[Records from a point annotation dataset]
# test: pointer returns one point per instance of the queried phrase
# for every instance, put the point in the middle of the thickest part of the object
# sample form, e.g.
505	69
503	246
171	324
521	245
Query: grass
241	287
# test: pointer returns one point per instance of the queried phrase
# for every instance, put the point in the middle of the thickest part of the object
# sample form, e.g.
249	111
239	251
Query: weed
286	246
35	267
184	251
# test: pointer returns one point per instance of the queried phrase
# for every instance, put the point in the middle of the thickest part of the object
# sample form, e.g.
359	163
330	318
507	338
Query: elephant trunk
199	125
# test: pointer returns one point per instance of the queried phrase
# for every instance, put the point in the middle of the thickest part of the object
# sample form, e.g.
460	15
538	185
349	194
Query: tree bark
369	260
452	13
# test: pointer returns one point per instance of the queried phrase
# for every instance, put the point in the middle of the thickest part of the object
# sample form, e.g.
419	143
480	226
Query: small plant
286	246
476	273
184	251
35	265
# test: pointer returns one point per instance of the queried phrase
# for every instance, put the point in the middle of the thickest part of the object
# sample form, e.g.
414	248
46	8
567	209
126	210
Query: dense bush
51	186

--

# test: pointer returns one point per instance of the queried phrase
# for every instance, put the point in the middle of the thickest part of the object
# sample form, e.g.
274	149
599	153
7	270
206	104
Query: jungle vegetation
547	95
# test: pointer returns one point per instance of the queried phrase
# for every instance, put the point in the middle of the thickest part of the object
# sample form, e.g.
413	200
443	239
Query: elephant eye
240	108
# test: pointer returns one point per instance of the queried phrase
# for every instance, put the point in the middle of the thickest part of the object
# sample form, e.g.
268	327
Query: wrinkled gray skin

* _Directive_
Collect each line in the items above that contains the string "elephant". Case counts when matching.

* _Final answer_
Query: elephant trunk
Query: elephant eye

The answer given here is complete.